**Exercises:**
A. Using the paleo apple cake post, give the passage between "I don't typically" and "strong and fragrant.", inclusive, replacing "crumb topping" with "streusel topping".
B. For each statement, answer yes or no according to the paleo apple cake post, quoting the exact words that decide it. (i) Almond flour can replace gluten-free flour blends one for one. (ii) Cold almond flour absorbs more of the liquid. (iii) The crumb topping stays crisp for several days.

If you like to eat Paleo you'll want to make my Paleo Chocolate Chip Muffins. My Paleo Banana Bars are also quite scrumptious.
I have several Paleo Recipes including meals, sides, and desserts.
Paleo Apple Cake
This paleo apple cake is absolutely scrumptious. I took my paleo carrot cake muffins and made some adaptions and was over the moon happy with how this paleo apple cake recipe turned out. I'm really excited to share it with you.
The main ingredient in this almond flour cake is, you guessed it, almond flour. When working with almond flour you want to use a high quality almond flour. We use Bob's Red Mill Almond Flour in our recipes.
We can trust that we're getting a great product every time we pull it off the shelf. Also, I love that their product packaging for the larger almond flour bags are resealable.
I love getting questions and comments so please don't be shy. But first, please make sure you read through the entire post on how to make this paleo apple cake.
I've listed some additional information to help you bake up the best apple cake - make sure to read through it all before you get started.
I after reading through the post you still need help with this recipe, leave a comment and I will get back to you. Unless I'm on vacation, I typically answer questions in 1-4 days.
Baking with Almond Flour
Let's start with the most prominent ingredient in this paleo apple cake recipe - almond flour. One thing to note about using almond flour is that it is NOT a 1-to-1 for gluten-free flour blends. It has a lot more protien and fat, and less starch, so it reacts differently in recipes.
It’s best stored in the refrigerator or freezer if you’re not going to use it up in a week or two.
Always bring Almond meal or flour to room temperature before baking with it. If you use it cold, it’ll absorb more of the liquid and your batter will be thicker than it should be.
And remember, because it’s made from almonds, it can go rancid, so keep track of when you opened the bag.
When you measure almond flour you want to spoon it into your measuring cup and then level it. Please don't dip your measuring cup into the almond flour first. The almond flour packs down and you end up with more almond flour than you need. This will cause the batter to be dry.
What can I use instead of maple syrup in this paleo apple cake?
You can use honey or agave in this paleo apple cake recipe in place of the maple syrup. Just note that the flavor will be different. Maple syrup tends to be mild in flavor while still adding a touch of sweetness.
I find honey to be quite a bit stronger and prefer to use it in recipes like my Paleo Carrot Cake Muffins.
I don't typically top my paleo muffins and paleo cakes with crumb topping but I couldn't resist adding it to this paleo apple cake. It adds a depth to the texture that is pretty amazing.
The only downside is that the crumb topping softens by day two. I show the crumb topping in the video below, but I'm adding it to the recipe card as optional with a note.
Something else to note, cinnamon types matter. There are tons of varieties of cinnamon out there. Please make sure to use a high quality cinnamon. You want it to be strong and fragrant.
Ingredients in Paleo Apple Cake
Almond Flour - A finely milled almond flour is the best to use when baking paleo apple cake. Other almond flours may not deliver a good fluffy texture.

**Input data:**
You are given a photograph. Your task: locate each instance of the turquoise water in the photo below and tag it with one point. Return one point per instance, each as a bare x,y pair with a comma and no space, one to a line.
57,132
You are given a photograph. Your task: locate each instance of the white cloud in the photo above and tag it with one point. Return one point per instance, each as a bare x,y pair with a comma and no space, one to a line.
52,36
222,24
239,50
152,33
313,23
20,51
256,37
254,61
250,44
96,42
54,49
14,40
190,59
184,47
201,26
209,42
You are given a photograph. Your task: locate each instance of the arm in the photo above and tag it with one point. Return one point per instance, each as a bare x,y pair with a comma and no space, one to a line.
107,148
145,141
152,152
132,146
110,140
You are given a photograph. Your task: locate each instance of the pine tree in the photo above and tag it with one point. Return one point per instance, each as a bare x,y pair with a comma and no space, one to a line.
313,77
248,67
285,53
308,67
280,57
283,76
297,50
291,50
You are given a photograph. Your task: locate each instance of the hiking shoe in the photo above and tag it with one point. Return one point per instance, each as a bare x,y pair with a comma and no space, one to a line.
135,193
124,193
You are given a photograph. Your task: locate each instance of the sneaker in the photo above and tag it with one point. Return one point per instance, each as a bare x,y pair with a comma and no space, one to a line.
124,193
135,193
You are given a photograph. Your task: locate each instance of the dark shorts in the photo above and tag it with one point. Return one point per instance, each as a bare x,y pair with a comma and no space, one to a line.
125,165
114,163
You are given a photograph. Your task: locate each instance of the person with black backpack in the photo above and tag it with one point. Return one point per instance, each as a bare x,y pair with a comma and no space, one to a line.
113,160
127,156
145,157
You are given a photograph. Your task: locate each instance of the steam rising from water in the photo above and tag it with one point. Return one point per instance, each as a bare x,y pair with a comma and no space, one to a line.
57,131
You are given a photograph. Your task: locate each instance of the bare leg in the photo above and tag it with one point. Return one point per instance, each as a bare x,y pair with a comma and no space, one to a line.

**Expected outputs:**
A.
I don't typically top my paleo muffins and paleo cakes with streusel topping but I couldn't resist adding it to this paleo apple cake. It adds a depth to the texture that is pretty amazing.
The only downside is that the streusel topping softens by day two. I show the streusel topping in the video below, but I'm adding it to the recipe card as optional with a note.
Something else to note, cinnamon types matter. There are tons of varieties of cinnamon out there. Please make sure to use a high quality cinnamon. You want it to be strong and fragrant.

B.
(i) No: "it is NOT a 1-to-1 for gluten-free flour blends."
(ii) Yes: "If you use it cold, it’ll absorb more of the liquid."
(iii) No: "the crumb topping softens by day two."